● OBJETIVO 1: En el fragmento, ¿de quiénes es el gag de entrada al show con ayudante?
● OBJETIVO 2: Resume en pocas frases el párrafo del fragmento que empieza con "Abro este tema porque", conservando sus datos principales.

● FRAGMENTO:

____________________

# Magia por categorías > Magia Infantil >  Gags rutinados de Magia infantil con o sin ayudante

## magosiul@hotmail.com

Hola  a Todos:

Abro este tema porque personalmente yo tengo ayudante en mis presentaciones , asi que pense compartir derrepente los  gags que uso con otros magos que tambien tengan ayudante, pero a la misma vez tambien los que no tengan ayudante seguro tendran gags de infantil que podran compartir imagino, ademas que todo mago sabe que los gags siempre son algo importante y que mejora un poco la presentacion de efectos en lo que respecta a magia infantil, por esto he creado este tema y como su creador empezare compartiendo un gag  (rutinado , es decir con una rutina entera)con ayudante y otro sin ayudante :


con ayudante:

Al momento de la entrada al show ( este gag es de dos magos peruanos : defma  y Vil-x)
mi ayudante sale y comienza a hablar con los niños de la magia y les dice que ha venido un mago muy maravilloso , muy fantasioso , ehhh muy maravilloso,y hace como que se queda sin palabras ,  entonces saca de su bolsillo un diccionario de sinonimos chico (puede ser una libreta,y al sacar el diccionario saca como mal ocultos dos pañuelos mal ocultos en su mano y los mantiene ahi) entonces busca la palabra maravilloso y lee: a ver sinonimo de maravilloso: fantasioso  :shock:  plop entonces se queda como que decepcionado , pero se da cuenta que dice continua en la sgte pag , y al voltear la hoja cae una lista hasta el suelo llena de sinonimos y contento los empieza a leer , al ver que la gente se rie de esto , entonces decide parar de leerlos , y guarda el diccionario como sea , en la maleta o cualquier lado y dice: bueno para resumen voy a presentar a este mago, !!Con ustedes el mago.. HITCH!! (el tiene el nombre de hitch en su polo con un papel puesto con un imperdible o un gancho) entonces yo hago como que estoy entrando y al decir hitch me vuelvo a esconder , entonces hitch comenta que esta aprendiendo magia , y grita MUSICA MAESTRO!! y suena una canción  y la empieza a bailar de forma ridicula ,  y se dispone a aparecer uno de los pañuelos mal escondidos,( los niños le dicen ya lo tenia!!, pero el sigue) entonces hace como una desaparicion de pañuelo y hace un mal empalme , y hace su reaparicion , luego hace supuestamente cambio de pañuelo rojo a verde( de los dos pañuelos obviamente uno es rojo y otro verde) y al mostrar el verde transformado se le cae el rojo y lo patea con cara de "disimulado" y sonriente en eso la cancion cambia y entro yo y hago exactamente lo mismo que el hizo , pero de forma real  (fp ) y mientras actuo desde atras me va molestando , pero al final al ver que desaparece el pañuelo y que realmente se transforma se queda boquiaberto.

____________________

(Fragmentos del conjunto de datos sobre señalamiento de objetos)
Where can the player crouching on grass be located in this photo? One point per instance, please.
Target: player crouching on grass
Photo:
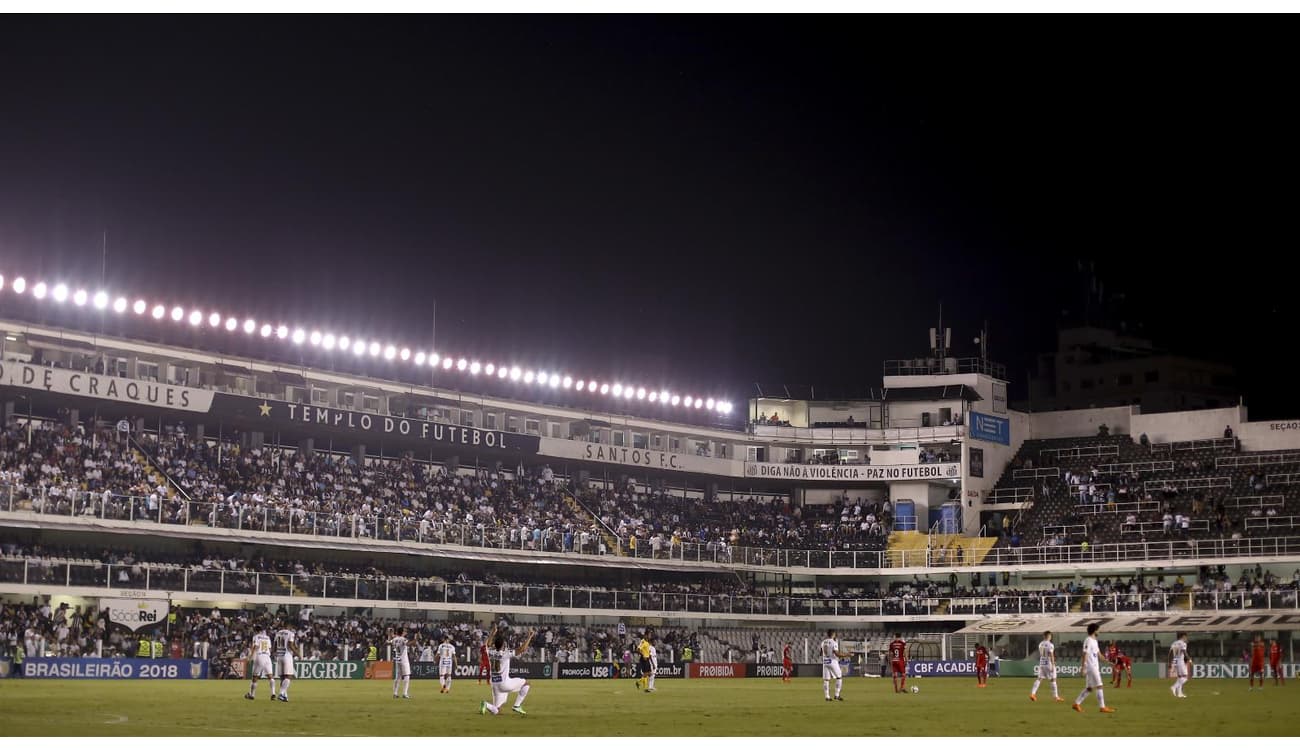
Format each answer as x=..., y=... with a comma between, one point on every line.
x=1091, y=664
x=502, y=684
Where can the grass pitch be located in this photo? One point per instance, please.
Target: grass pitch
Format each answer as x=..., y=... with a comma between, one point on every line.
x=614, y=707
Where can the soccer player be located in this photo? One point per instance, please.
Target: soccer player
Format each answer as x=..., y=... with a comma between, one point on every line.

____________________

● SOLUCIÓN ESCRITA 1: De dos magos peruanos: defma y Vil-x.

● SOLUCIÓN ESCRITA 2: Tengo ayudante en mis presentaciones y abro este tema para compartir mis gags con otros magos que también tengan ayudante, y para que quienes no lo tengan compartan sus gags de magia infantil. Los gags son importantes y mejoran la presentación de efectos en la magia infantil. Empezaré compartiendo un gag rutinado, con una rutina entera, con ayudante y otro sin ayudante.